NVIDIA / spark-rapids

Spark RAPIDS plugin - accelerate Apache Spark with GPUs
https://nvidia.github.io/spark-rapids
Apache License 2.0
822 stars 235 forks source link

Widen type promotion for decimals with larger scale in Parquet Read [databricks] #11727

Closed nartal1 closed 1 day ago

nartal1 commented 6 days ago

This PR contributes to https://github.com/NVIDIA/spark-rapids/issues/11433 and contributes to https://github.com/NVIDIA/spark-rapids/issues/11512

This PR supports additional type promotion to decimals with larger precision and scale. As long as the precision increases by at least as much as the scale, the decimal values can be promoted without loss of precision. A similar change is added in Apache Spark-4.0 version - https://github.com/apache/spark/pull/44513 Currently, the code throws an Exception if the scale of read schema is not as same as the schema that was written for all versions previous to Spark-4.0 on CPU. This fix is available for all versions in spark-rapids.

(Bounding-box records)
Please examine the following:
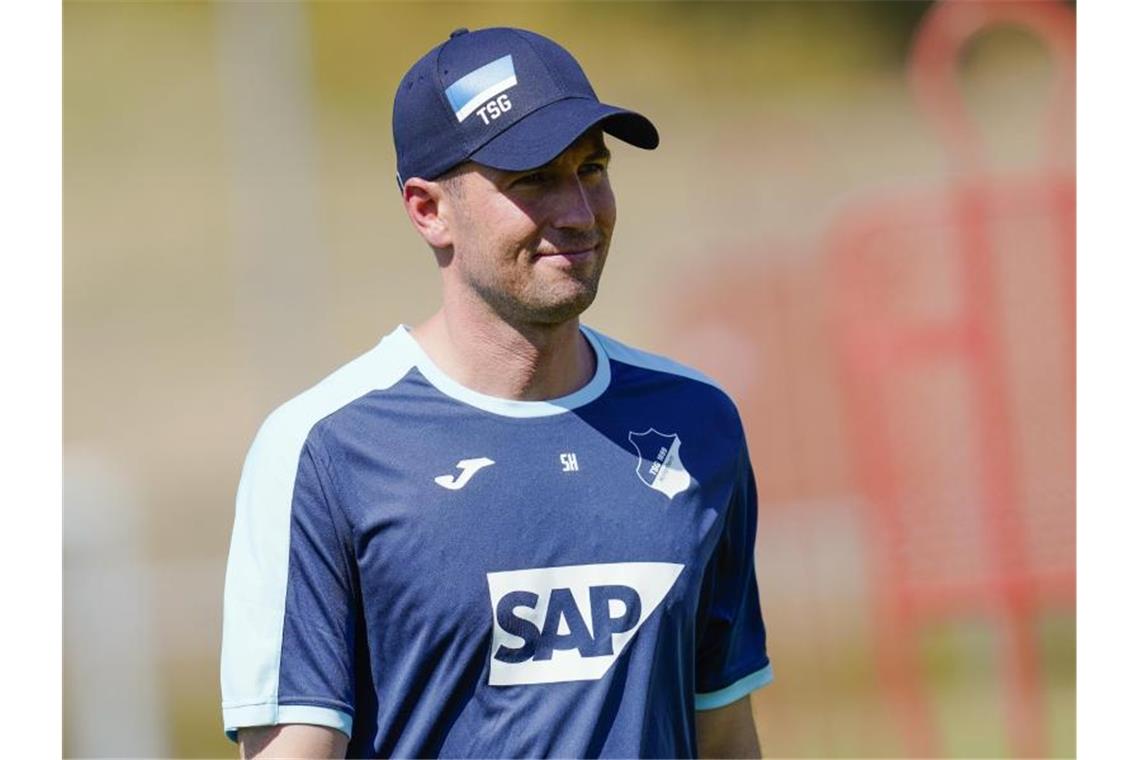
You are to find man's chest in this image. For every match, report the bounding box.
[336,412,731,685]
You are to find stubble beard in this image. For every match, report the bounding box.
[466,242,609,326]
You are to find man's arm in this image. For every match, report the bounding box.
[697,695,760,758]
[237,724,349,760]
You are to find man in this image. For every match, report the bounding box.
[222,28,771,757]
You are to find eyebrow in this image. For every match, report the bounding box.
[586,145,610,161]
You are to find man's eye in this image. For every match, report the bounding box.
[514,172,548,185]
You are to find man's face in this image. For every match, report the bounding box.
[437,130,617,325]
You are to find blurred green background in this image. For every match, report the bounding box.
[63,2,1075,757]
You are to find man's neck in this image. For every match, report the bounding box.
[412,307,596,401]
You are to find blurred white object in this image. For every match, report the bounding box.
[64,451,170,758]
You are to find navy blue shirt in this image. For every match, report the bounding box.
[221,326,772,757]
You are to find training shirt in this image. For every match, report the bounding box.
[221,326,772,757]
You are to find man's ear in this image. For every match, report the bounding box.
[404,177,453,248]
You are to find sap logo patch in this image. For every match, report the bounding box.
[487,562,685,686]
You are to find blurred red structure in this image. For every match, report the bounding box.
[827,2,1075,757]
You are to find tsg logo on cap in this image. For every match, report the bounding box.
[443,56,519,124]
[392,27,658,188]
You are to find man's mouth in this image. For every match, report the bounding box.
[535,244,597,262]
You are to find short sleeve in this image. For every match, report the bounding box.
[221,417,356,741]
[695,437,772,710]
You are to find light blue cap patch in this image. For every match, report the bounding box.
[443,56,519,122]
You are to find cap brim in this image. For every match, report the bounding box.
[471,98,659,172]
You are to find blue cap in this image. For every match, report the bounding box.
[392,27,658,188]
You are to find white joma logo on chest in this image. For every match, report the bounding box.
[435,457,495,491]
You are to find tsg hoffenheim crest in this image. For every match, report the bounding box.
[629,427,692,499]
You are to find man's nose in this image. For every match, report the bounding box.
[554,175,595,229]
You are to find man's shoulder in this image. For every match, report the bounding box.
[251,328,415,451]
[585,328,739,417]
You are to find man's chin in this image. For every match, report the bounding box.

- **Task requirements**
1. Translate this sentence from the pull request text into Spanish: "As long as the precision increases by at least as much as the scale, the decimal values can be promoted without loss of precision."
2. According to the pull request text, in which version of Apache Spark was a similar change added?
3. Reproduce the portion of the pull request text starting at "Widen type promotion" and ending at "versions in spark-rapids.".
None of the material above is needed.

- **Answers below**
1. Siempre que la precisión aumente al menos tanto como la escala, los valores decimales pueden promoverse sin pérdida de precisión.

2. Apache Spark 4.0.

3.
Widen type promotion for decimals with larger scale in Parquet Read [databricks] #11727

Closed nartal1 closed 1 day ago

nartal1 commented 6 days ago

This PR contributes to https://github.com/NVIDIA/spark-rapids/issues/11433 and contributes to https://github.com/NVIDIA/spark-rapids/issues/11512

This PR supports additional type promotion to decimals with larger precision and scale. As long as the precision increases by at least as much as the scale, the decimal values can be promoted without loss of precision. A similar change is added in Apache Spark-4.0 version - https://github.com/apache/spark/pull/44513 Currently, the code throws an Exception if the scale of read schema is not as same as the schema that was written for all versions previous to Spark-4.0 on CPU. This fix is available for all versions in spark-rapids.